- YOUR GOAL: The data needs to be returned in full, exactly as it reads.
┄┄┄┄┄┄┄┄┄┄
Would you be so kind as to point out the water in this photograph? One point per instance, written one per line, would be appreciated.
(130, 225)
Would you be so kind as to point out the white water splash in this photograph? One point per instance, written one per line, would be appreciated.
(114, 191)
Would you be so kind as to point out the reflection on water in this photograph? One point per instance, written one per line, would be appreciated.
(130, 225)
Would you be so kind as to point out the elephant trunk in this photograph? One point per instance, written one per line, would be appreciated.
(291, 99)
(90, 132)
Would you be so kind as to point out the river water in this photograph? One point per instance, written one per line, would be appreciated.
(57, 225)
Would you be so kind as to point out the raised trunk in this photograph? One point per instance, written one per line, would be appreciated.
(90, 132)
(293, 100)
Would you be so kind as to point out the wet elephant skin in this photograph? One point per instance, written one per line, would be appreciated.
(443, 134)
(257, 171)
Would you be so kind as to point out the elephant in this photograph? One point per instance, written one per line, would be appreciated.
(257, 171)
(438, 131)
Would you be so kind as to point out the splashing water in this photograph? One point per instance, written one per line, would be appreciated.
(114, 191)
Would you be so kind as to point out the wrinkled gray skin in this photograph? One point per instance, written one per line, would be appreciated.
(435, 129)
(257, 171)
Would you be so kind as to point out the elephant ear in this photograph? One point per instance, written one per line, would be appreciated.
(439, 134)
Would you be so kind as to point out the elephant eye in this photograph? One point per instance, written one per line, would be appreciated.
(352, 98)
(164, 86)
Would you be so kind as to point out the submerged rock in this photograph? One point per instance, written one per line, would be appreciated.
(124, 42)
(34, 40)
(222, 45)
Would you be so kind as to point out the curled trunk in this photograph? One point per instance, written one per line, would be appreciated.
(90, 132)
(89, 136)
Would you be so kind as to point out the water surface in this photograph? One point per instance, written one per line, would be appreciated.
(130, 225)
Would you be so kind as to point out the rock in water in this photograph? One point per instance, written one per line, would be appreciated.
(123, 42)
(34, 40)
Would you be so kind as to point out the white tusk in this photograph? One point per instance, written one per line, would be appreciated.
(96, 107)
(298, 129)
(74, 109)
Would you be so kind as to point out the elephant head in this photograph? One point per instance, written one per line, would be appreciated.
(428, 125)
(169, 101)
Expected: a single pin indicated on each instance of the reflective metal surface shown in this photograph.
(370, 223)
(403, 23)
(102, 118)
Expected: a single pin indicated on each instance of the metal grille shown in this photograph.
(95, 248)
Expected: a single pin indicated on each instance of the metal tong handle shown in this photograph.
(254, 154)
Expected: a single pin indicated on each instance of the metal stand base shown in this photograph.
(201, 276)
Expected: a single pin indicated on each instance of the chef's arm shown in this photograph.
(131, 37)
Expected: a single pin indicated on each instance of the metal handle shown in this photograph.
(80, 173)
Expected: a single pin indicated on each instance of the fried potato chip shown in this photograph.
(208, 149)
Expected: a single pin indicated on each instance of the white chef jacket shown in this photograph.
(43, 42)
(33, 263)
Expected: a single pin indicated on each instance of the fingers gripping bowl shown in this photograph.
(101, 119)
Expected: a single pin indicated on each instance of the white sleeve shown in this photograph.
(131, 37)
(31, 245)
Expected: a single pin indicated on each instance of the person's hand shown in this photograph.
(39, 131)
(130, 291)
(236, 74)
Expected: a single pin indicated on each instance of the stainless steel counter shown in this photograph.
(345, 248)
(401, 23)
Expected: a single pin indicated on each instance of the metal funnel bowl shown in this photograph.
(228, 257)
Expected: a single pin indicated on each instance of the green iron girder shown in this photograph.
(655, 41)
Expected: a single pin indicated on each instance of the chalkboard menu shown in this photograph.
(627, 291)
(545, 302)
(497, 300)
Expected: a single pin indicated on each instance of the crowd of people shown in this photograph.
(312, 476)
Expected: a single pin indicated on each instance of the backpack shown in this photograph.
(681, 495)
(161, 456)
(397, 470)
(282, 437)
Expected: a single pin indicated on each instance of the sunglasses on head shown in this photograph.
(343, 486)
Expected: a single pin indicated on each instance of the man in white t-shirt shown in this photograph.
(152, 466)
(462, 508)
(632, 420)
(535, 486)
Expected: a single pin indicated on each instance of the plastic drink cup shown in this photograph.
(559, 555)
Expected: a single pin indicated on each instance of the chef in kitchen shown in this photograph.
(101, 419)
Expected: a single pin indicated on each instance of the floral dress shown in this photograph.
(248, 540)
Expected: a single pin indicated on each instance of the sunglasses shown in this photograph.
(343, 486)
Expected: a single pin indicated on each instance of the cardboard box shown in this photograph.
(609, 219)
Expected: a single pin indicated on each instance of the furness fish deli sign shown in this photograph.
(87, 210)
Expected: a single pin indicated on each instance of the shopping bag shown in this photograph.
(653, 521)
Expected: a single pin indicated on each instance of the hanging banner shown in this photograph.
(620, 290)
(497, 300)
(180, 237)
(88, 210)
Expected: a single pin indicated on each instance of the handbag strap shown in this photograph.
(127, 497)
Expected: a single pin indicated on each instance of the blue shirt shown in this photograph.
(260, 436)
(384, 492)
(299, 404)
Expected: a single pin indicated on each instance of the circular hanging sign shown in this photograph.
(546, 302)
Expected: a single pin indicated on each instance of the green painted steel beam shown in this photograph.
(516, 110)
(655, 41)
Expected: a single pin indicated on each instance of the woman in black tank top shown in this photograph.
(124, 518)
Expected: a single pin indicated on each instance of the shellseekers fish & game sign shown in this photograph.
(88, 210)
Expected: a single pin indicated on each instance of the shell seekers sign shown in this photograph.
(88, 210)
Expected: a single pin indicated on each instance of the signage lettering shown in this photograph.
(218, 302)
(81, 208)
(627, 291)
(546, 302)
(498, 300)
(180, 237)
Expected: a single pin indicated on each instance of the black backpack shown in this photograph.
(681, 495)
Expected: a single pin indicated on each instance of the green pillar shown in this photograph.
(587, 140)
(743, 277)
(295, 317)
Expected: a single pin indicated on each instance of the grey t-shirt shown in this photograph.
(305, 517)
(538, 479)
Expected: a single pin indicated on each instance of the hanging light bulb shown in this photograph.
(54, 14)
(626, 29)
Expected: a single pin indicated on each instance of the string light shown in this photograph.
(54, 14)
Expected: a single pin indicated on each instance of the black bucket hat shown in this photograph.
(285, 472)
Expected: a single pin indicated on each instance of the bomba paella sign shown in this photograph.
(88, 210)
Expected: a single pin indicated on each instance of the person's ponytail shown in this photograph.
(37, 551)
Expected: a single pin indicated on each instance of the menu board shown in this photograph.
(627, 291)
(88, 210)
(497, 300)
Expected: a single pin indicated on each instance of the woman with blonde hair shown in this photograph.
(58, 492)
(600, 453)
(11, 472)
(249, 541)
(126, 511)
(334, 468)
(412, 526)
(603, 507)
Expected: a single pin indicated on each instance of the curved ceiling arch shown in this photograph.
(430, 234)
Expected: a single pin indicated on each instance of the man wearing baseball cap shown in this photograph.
┄┄┄┄┄┄┄┄┄┄
- SOLUTION TO THE EXERCISE:
Would you be so kind as to point out the water in this photograph? One point per instance, written one per line, would be appreciated.
(130, 225)
Would you be so kind as to point out the white water splash in this photograph? One point per instance, written one per line, would be appreciated.
(114, 191)
Would you be so kind as to point out the reflection on water in this photograph? One point per instance, written one per line, would be appreciated.
(130, 225)
Would you be so kind as to point out the elephant trunk in this photograph? One point per instance, written one per line, would be appreciated.
(291, 99)
(90, 132)
Would you be so kind as to point out the river water in this photograph? One point per instance, written one per line, would be appreciated.
(57, 225)
Would you be so kind as to point out the raised trunk in this photograph? One point per instance, written one per line, would be appreciated.
(90, 132)
(293, 100)
Would you be so kind as to point out the wet elephant skin in this photograph? One point per instance, written one per line, would be appreciated.
(443, 134)
(257, 171)
Would you be so kind as to point out the elephant in this photograph? One point per instance, written one per line, would be appreciated.
(257, 171)
(438, 131)
Would you be so kind as to point out the splashing water in this photograph? One point per instance, written one per line, would be appreciated.
(114, 191)
Would you be so kind as to point out the wrinkled gray skin in this photograph? One point per instance, written one per line, would be appreciated.
(435, 129)
(257, 171)
Would you be so kind as to point out the elephant ear in this photograph? One point per instance, written one per line, would be appreciated.
(439, 134)
Would you be so kind as to point out the elephant eye in this photograph? One point per instance, written one per line, would be appreciated.
(352, 98)
(164, 86)
Would you be so kind as to point out the submerged rock in this photograph? One point per instance, written one per line, would be appreciated.
(124, 42)
(34, 40)
(222, 45)
Would you be so kind as to point out the curled trunk in this photograph? One point per instance, written one per line, would be appreciated.
(90, 132)
(89, 136)
Would you be so kind as to point out the water surface in this photograph? One point per instance, written one per line, would be appreciated.
(130, 225)
Would you be so kind as to point out the rock in water in this photograph? One point per instance, written one per line, would be appreciated.
(123, 42)
(34, 40)
Would you be so kind as to point out the white tusk in this photograph? One point per instance, written one per line, would be appreciated.
(96, 107)
(298, 129)
(74, 109)
Would you be so kind as to point out the elephant head in this photograph? One point per instance, written one per line, would be appreciated.
(428, 125)
(169, 101)
Expected: a single pin indicated on each instance of the reflective metal surface shown in this photograph.
(370, 223)
(403, 23)
(102, 118)
Expected: a single pin indicated on each instance of the metal grille shown in this photograph.
(95, 248)
Expected: a single pin indicated on each instance of the metal tong handle shown in this photograph.
(254, 154)
Expected: a single pin indicated on each instance of the metal stand base shown in this photograph.
(201, 276)
Expected: a single pin indicated on each instance of the chef's arm shown in this photograph.
(131, 37)
Expected: a single pin indicated on each instance of the metal handle shown in this photograph.
(80, 173)
Expected: a single pin indicated on each instance of the fried potato chip shown in this photograph.
(208, 149)
Expected: a single pin indicated on each instance of the white chef jacket shown in this photograph.
(43, 42)
(33, 263)
Expected: a single pin indicated on each instance of the fingers gripping bowl shown in this photograph.
(101, 119)
Expected: a single pin indicated on each instance of the white sleeve shown in this photograph.
(131, 37)
(31, 245)
Expected: a single pin indicated on each instance of the person's hand shown in this photograph.
(39, 131)
(130, 291)
(236, 74)
Expected: a single pin indicated on each instance of the stainless steel counter shown in this photograph.
(345, 248)
(401, 23)
Expected: a single pin indicated on each instance of the metal funnel bowl shown in this photograph.
(228, 257)
Expected: a single pin indicated on each instance of the green iron girder shown in this photograph.
(655, 41)
Expected: a single pin indicated on each instance of the chalkboard menu shown in this photograph.
(627, 291)
(545, 302)
(497, 300)
Expected: a single pin indicated on each instance of the crowd of people shown in this photograph.
(312, 476)
Expected: a single pin indicated on each instance of the backpack shown in this photograph.
(681, 495)
(161, 456)
(397, 470)
(282, 437)
Expected: a single pin indicated on each instance of the sunglasses on head shown in this photograph.
(343, 486)
Expected: a single pin indicated on each instance of the man in white t-shirt shown in this photograph.
(152, 466)
(462, 508)
(632, 420)
(535, 486)
Expected: a single pin indicated on each instance of the plastic drink cup shown in this photograph.
(559, 555)
Expected: a single pin indicated on each instance of the chef in kitchen shown in this photograph.
(101, 419)
Expected: a single pin indicated on each instance of the floral dress shown in this photograph.
(248, 540)
Expected: a single pin indicated on each instance of the sunglasses shown in this photograph.
(343, 486)
Expected: a single pin indicated on each instance of the cardboard box shown in this photograph.
(609, 219)
Expected: a single pin indicated on each instance of the furness fish deli sign shown in this photograph.
(87, 210)
Expected: a single pin indicated on each instance of the shopping bag shown in this photograph.
(653, 521)
Expected: a single pin indicated on each instance of the hanging banner shown in this photograph.
(620, 290)
(497, 300)
(180, 237)
(88, 210)
Expected: a single pin indicated on each instance of the handbag strap shown in this photograph.
(127, 497)
Expected: a single pin indicated on each instance of the blue shirt shown in this photograph.
(260, 436)
(384, 492)
(299, 404)
Expected: a single pin indicated on each instance of the circular hanging sign shown in this photograph.
(546, 302)
Expected: a single pin indicated on each instance of the green painted steel beam shown in this photograph.
(516, 110)
(655, 41)
Expected: a single pin indicated on each instance of the woman in black tank top shown in this photograph.
(124, 518)
Expected: a single pin indicated on each instance of the shellseekers fish & game sign shown in this photograph.
(88, 210)
Expected: a single pin indicated on each instance of the shell seekers sign shown in this photograph.
(88, 210)
Expected: a single pin indicated on each instance of the signage lettering shown in this photograph.
(218, 302)
(81, 208)
(627, 291)
(546, 302)
(498, 300)
(180, 237)
Expected: a single pin indicated on each instance of the black backpack shown in this photograph.
(681, 495)
Expected: a single pin indicated on each instance of the green pillar shown in this photograph.
(587, 140)
(743, 277)
(295, 317)
Expected: a single pin indicated on each instance of the grey t-shirt shown in this photograph.
(305, 517)
(538, 479)
Expected: a single pin indicated on each instance of the hanging light bulb shown in this photograph.
(54, 14)
(626, 29)
Expected: a single pin indicated on each instance of the string light shown in this photograph.
(54, 14)
Expected: a single pin indicated on each instance of the black bucket hat shown in this photograph.
(285, 472)
Expected: a single pin indicated on each instance of the bomba paella sign shown in this photograph.
(88, 210)
Expected: a single pin indicated on each instance of the person's ponytail shown in this photograph.
(37, 551)
Expected: a single pin indicated on each instance of the menu board shown in this photograph.
(627, 291)
(88, 210)
(497, 300)
Expected: a single pin indicated on each instance of the woman with blonde hair shown in this photograph.
(58, 492)
(600, 453)
(11, 472)
(249, 541)
(126, 511)
(334, 468)
(412, 526)
(603, 507)
Expected: a single pin indicated on each instance of the curved ceiling arch shown in this photograph.
(430, 234)
Expected: a single pin indicated on each instance of the man wearing baseball cap shown in this photograph.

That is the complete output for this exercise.